Well, guess what? We found them. We will have their story coming up in the good stuff.

KATE BOLDUAN, CNN ANCHOR: That, but first, let's start with the big story this morning.

Let's get right to the looming decision on Syria. President Obama says he's looked at all the evidence in that deadly chemical weapons attack and it points clearly to the Assad regime. Still, he says he has not made a decision yet on the U.S. response to the attack. Instead, the White House will take its options and evidence to key members of Congress today while the British government plans to go public with their own intelligence.

We're covering all the angles this morning, beginning with CNN's Barbara Starr at the Pentagon.

Good morning, Barbara.

BARBARA STARR, CNN PENTAGON CORRESPONDENT: Good morning, Kate.

Well, the Obama administration is expected to make its evidence public in the coming hours. The big question, however, will they be able to pin this attack directly on Bashar al Assad.

(BEGIN VIDEOTAPE)

STARR (voice-over): President Obama says he hasn't decided what to do but is determined to hold Syria accountable.

BARACK OBAMA, PRESIDENT OF THE UNITED STATES: We want the Assad regime to understand that by using chemical weapons on a large scale against your own people, against women, against infants, against children, that you are not only breaking international norms and standards of decency, but you are also creating a situation where U.S. national interests are affected. And that needs to stop.

STARR: In an interview with the PBS "NewsHour," the president left no doubt who the U.S. believes ordered the chemical weapons attacks.

OBAMA: We have concluded that the Syrian government, in fact, carried this out.

STARR: Among the evidence, intercepts of Syrian commanders discussing the movement of chemical weapons to the area of attack, provided by Israel intelligence.

The potential next step, cruise missile strikes has put the U.S. at direct odds with Russia.

MARIE HARF, DEPUTY STATE DEPARTMENT SPOKESPERSON: We do not believe that the Syrian regime should be able to hide behind the fact that the Russians continue to block action on Syria at the U.N.

● Location identification items:
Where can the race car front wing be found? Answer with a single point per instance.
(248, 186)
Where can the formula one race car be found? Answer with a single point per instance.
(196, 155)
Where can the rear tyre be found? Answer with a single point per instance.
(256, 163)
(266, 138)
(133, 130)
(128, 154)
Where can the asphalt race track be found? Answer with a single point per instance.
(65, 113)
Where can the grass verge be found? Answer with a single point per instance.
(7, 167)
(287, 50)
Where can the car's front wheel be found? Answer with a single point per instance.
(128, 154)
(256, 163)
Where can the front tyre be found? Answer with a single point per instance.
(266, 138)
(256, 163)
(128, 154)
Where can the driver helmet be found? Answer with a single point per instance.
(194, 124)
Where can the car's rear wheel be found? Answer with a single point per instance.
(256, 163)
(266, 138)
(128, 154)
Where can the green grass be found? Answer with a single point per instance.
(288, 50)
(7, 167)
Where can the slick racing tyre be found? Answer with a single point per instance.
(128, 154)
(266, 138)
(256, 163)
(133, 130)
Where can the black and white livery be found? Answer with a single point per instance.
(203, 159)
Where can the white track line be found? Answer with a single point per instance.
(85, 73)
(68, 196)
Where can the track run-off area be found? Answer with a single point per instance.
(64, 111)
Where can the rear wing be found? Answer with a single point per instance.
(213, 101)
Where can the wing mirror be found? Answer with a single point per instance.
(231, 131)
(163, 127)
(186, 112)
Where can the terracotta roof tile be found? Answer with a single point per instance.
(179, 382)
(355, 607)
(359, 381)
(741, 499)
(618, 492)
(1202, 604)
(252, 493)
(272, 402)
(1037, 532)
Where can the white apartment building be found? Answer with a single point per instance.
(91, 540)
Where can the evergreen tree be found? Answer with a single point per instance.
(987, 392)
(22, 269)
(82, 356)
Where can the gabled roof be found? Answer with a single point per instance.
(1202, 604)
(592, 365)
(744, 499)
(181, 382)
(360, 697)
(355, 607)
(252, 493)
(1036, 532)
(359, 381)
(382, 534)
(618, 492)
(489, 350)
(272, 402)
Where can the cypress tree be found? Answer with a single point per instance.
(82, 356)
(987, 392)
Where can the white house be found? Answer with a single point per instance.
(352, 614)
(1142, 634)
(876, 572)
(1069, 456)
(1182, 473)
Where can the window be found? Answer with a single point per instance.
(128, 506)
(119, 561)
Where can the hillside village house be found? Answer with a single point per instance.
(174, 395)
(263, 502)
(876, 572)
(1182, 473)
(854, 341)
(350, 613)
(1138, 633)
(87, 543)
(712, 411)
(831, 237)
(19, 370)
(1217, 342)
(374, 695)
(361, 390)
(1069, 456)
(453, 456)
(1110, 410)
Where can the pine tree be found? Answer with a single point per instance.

● YOUR GOAL:
Could you go on with the news transcript about Syria, picking up right after its final line? The material isn't needed for this.

● TASK ANSWER:
STARR: But behind the scenes, officials are signaling the U.S. may not wait for the United Nations to act. The U.S. military is strengthening its position in the eastern Mediterranean, with the addition of two more submarines. And the Syrian regime is also getting ready.

UNIDENTIFIED MALE: We are in the state of war right now, preparing ourselves for the worst scenario.

(END VIDEOTAPE)

STARR: So, why did the Syrians do this? Why undertake this devastating attack? One theory being discussed, possible retaliation for a failed assassination attempt against Assad earlier this month, or possibly they were planning a smaller chemical attack and something got out of hand -- Chris.

CUOMO: All right, Barbara, now speculation from "The A.P." reporting maybe it wasn't Assad specifically or the regime. Maybe it was an outlier. So, there's a lot to be developed here.

The British government said an attack on Syria would be justified on humanitarian grounds. And Bashar al-Assad saying Syria will defend itself against any military intervention.

So, let's go to Beirut. That's where CNN's Fred Pleitgen. He was the only Western television journalist in Damascus and he left just hours ago.

Fred, what's the latest?

FRED PLEITGEN, CNN INTERNATIONAL: Well, the latest is that the Syrian military is getting ready or preparing for the U.S. air strikes. The news that we're getting from several agencies that apparently, they are evacuating some of the main control buildings, headquarter buildings that they have in Damascus and the headquarters of the air force and possibly the headquarters of the army, as well -- moving out a lot of the senior military personnel there.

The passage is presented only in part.